Text segment:
##########
The distance metric used early with more cladistic related methods was/is
the manhattan or city-block metric. Where Euclidean distance is the direct
distance from A to B, manhattan distance is the distance equivalent of a
taxicab driving in manhattan, with each block change roughly equivalent to a
character change. If there are 3 differences in one variable in four in
another, for example, Euclidean distance will give a distance of 5 and the
manhattan distance will be 3+4=7. There is a nice book for geeks on taxicab
geometry which is fun (like flatland is fun)

It is a great exercise for any evolutionary biologist to experiment with
phenetic and other approaches, as well as clustering, preferably all by
hand. When I've taught classes in data analysis, multivariate analysis, or
ecological ordinations I have had students do this and the good ones leave
really comfortable with the strengths/weaknesses of all methods played with.
I cannot stress strongly enough the importance of NOT doing stuff in a black
box way and, instead, knowing why you take each step.

Probably more than you wanted to know...
##########
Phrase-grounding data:
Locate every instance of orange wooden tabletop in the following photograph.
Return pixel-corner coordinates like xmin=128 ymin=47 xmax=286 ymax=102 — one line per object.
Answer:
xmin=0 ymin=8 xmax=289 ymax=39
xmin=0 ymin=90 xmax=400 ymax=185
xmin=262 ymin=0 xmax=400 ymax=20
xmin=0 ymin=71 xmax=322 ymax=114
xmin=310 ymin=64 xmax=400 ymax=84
##########
Your goal:
Reproduce everything in the passage on distance metrics from "It is a great" down to "wanted to know...". The phrase-grounding listing has no part in this work.

Written solution:
It is a great exercise for any evolutionary biologist to experiment with
phenetic and other approaches, as well as clustering, preferably all by
hand. When I've taught classes in data analysis, multivariate analysis, or
ecological ordinations I have had students do this and the good ones leave
really comfortable with the strengths/weaknesses of all methods played with.
I cannot stress strongly enough the importance of NOT doing stuff in a black
box way and, instead, knowing why you take each step.

Probably more than you wanted to know...